**ABOUT THIS TASK:** Pictures aside, print all of the data below exactly as written.
####
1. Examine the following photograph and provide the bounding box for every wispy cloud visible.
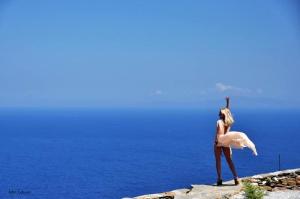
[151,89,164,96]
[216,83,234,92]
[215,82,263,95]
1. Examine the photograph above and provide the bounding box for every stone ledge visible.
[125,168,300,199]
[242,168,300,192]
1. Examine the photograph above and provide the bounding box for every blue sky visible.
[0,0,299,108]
####
**OUTPUT:**
1. Examine the following photograph and provide the bounding box for every wispy cloud visible.
[151,89,164,96]
[216,83,234,92]
[215,82,263,95]
1. Examine the photograph above and provide the bounding box for every stone ledge visible.
[125,168,300,199]
[242,168,300,192]
1. Examine the photograph above and provide the bounding box for every blue sky visible.
[0,0,299,108]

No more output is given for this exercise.